▶ What is being asked: Please explain, in one to three sentences, why the diabetes foot care passage says serious problems like wounds and ulcers may go undetected in diabetics.

▶ Exercise passage:
◇ ◇ ◇ ◇
Nova Scotia’s growing aging population gives it the highest percentage of seniors 65 and up who suffer from diabetes. The disease can affect every organ, but one part of the body is particularly vulnerable – the feet. High glucose levels in the blood weaken nerves and create vascular problems. As a result, diabetics often experience a complete loss of sensation in their feet, which means that serious problems like wounds and ulcers may go undetected. If you’re a diabetic, early intervention and regular visits to a podiatrist are essential.

Fully funded by the Annapolis West Health Foundation, the Diabetes Foot Care Program is a new approach to providing reliable care to diabetic patients who are considered moderate to high risk and have no third party insurance coverage for podiatric treatment.

A doctor or nurse practitioner refers patients to the program. Some people come by way of the Diabetes Education Program. Clinics are also open to privately insured individuals however, no financial support is provided by the Foundation. Currently, the Diabetes Foot Care Program serves 50-plus patients living in the Annapolis Community Health Centre catchment area.
◇ ◇ ◇ ◇
▶ Dataset entries:
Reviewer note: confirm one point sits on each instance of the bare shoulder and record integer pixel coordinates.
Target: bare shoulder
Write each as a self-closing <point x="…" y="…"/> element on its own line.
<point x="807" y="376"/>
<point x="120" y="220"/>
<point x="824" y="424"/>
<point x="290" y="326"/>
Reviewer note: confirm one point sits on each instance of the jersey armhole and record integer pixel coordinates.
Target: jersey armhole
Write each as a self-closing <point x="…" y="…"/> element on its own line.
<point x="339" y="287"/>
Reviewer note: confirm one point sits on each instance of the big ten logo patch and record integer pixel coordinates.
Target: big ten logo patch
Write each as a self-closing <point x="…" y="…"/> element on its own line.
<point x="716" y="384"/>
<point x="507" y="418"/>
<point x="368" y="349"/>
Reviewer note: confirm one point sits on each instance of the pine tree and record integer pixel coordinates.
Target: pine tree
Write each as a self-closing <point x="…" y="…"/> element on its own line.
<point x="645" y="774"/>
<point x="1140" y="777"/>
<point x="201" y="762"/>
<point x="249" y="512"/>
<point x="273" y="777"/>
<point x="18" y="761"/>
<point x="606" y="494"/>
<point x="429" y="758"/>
◇ ◇ ◇ ◇
▶ Written answer: High glucose levels in the blood weaken nerves and create vascular problems. Because of this, diabetics often experience a complete loss of sensation in their feet, so wounds and ulcers can go unnoticed.